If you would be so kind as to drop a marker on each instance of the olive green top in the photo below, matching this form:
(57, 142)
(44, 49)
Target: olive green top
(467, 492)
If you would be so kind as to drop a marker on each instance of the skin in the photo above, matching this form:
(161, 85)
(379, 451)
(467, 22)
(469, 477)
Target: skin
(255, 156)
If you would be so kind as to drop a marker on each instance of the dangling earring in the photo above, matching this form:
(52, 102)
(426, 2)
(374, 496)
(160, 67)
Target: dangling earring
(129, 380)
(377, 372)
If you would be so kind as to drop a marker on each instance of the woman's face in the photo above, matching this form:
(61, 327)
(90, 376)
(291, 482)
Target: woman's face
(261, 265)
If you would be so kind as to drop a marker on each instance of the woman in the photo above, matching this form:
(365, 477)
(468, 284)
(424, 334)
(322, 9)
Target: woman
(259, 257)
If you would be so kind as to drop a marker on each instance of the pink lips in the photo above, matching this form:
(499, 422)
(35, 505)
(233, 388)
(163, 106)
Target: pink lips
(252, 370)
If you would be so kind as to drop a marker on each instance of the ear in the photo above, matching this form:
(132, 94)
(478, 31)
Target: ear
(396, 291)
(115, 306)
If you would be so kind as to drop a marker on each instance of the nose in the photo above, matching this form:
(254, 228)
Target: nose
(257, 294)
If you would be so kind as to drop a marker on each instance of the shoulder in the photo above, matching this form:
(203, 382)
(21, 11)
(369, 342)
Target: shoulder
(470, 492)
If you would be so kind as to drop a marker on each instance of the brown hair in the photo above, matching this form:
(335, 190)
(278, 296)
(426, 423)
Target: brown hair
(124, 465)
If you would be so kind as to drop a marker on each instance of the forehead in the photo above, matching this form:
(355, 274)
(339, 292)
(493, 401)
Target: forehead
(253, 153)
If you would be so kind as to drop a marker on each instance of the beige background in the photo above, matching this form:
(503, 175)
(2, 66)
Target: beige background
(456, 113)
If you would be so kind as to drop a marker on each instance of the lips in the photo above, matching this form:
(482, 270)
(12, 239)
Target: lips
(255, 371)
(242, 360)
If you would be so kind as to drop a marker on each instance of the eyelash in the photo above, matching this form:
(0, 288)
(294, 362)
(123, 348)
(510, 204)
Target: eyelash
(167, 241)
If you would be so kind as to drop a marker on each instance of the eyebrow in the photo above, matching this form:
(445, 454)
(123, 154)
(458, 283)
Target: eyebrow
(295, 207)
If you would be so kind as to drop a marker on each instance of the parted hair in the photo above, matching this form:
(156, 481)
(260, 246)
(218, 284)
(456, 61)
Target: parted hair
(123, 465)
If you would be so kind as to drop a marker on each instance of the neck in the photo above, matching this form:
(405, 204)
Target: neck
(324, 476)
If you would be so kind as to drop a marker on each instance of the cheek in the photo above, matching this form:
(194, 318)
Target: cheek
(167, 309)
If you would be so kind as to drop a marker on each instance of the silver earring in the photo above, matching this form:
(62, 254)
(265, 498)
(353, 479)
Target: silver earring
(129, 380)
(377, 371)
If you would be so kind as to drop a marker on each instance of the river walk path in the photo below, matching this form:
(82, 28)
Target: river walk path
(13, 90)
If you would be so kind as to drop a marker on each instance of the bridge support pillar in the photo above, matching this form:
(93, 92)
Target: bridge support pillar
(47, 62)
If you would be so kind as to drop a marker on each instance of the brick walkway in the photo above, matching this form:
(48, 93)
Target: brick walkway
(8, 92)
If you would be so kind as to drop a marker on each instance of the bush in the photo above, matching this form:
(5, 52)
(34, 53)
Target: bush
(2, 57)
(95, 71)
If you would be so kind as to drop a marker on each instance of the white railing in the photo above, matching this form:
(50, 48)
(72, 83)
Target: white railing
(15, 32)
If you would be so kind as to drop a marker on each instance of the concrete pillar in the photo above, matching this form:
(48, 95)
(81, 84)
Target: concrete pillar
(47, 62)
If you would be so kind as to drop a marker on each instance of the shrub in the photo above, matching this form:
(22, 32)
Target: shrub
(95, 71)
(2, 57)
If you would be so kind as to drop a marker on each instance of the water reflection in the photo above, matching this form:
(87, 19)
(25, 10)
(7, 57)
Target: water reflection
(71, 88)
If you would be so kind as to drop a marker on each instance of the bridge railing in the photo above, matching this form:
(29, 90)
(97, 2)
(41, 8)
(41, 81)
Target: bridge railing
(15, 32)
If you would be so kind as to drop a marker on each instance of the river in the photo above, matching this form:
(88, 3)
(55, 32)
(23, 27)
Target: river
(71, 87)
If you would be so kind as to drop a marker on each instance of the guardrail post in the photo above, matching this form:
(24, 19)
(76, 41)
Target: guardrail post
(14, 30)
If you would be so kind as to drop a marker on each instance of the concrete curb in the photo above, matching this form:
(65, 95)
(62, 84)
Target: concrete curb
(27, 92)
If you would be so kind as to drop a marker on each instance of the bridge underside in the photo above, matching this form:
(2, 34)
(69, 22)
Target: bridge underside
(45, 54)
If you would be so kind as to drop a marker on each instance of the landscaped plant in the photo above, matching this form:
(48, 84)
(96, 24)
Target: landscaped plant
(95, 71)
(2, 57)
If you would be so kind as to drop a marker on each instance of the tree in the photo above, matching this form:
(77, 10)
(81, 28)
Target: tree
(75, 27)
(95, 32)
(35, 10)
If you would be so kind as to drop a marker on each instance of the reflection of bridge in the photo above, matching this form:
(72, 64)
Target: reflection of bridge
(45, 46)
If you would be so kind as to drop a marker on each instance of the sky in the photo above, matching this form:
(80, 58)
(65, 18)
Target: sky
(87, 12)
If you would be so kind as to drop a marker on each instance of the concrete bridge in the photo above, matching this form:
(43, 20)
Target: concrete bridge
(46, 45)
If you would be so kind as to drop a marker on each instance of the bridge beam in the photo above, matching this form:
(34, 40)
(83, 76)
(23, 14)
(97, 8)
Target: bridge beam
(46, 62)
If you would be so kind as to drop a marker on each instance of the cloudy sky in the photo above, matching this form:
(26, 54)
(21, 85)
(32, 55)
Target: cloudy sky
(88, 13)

★ ★ ★ ★ ★

Search the records above for the string "below". Copy every line that contains it.

If you would be so kind as to drop a marker on each instance of the olive green top in the photo below, matching this form:
If you would be so kind as to drop a marker on each instance of the river walk path in the photo below, matching this form:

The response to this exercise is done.